* **Work to complete**:
Display each line of the data below that contains the string "leaves". Match case, so a line counts only if its letters match in case.

....

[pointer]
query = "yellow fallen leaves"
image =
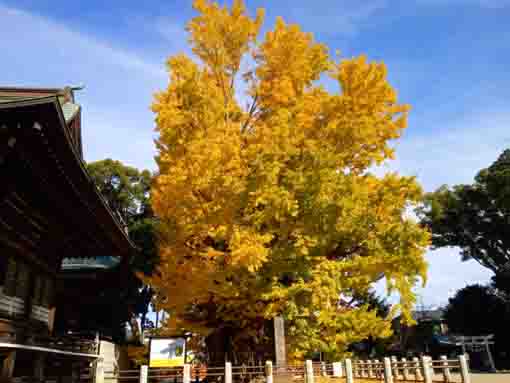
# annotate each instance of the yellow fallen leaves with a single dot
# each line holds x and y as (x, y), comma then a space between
(271, 208)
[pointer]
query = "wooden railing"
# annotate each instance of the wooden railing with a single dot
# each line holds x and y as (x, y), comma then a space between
(389, 370)
(11, 306)
(68, 343)
(40, 313)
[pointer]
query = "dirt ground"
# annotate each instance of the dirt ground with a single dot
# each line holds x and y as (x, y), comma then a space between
(475, 378)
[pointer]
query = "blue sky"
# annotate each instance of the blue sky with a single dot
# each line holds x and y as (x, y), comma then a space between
(449, 59)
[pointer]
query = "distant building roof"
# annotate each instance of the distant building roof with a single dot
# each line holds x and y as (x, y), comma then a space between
(106, 262)
(427, 315)
(65, 97)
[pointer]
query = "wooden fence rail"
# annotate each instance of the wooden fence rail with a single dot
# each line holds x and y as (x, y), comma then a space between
(389, 370)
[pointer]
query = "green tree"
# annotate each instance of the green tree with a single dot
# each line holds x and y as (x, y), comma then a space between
(127, 192)
(474, 310)
(476, 218)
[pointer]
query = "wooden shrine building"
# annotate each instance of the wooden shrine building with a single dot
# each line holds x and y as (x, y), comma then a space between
(50, 209)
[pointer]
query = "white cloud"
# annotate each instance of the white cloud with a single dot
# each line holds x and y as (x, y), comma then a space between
(455, 152)
(117, 122)
(492, 4)
(450, 155)
(333, 17)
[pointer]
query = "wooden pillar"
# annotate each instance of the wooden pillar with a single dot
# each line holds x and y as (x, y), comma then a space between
(8, 366)
(269, 372)
(228, 372)
(39, 362)
(186, 373)
(394, 367)
(144, 374)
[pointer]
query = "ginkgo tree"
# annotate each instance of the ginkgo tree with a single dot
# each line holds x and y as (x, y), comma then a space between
(265, 194)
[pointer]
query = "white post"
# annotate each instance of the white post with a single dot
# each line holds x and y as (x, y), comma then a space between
(417, 370)
(269, 372)
(100, 371)
(446, 370)
(186, 373)
(426, 364)
(388, 377)
(337, 369)
(394, 366)
(228, 372)
(377, 369)
(308, 372)
(464, 369)
(348, 371)
(144, 374)
(405, 370)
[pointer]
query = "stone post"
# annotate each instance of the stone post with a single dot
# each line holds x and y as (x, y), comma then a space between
(370, 369)
(446, 370)
(279, 341)
(377, 369)
(337, 370)
(269, 372)
(228, 372)
(464, 369)
(348, 371)
(388, 376)
(144, 374)
(39, 367)
(394, 367)
(426, 363)
(405, 370)
(417, 369)
(308, 371)
(100, 372)
(8, 366)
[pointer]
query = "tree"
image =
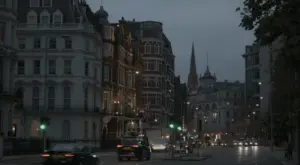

....

* **Response**:
query = "yellow fallen leaves"
# annotate each instance of the yellow fallen leaves with a single dot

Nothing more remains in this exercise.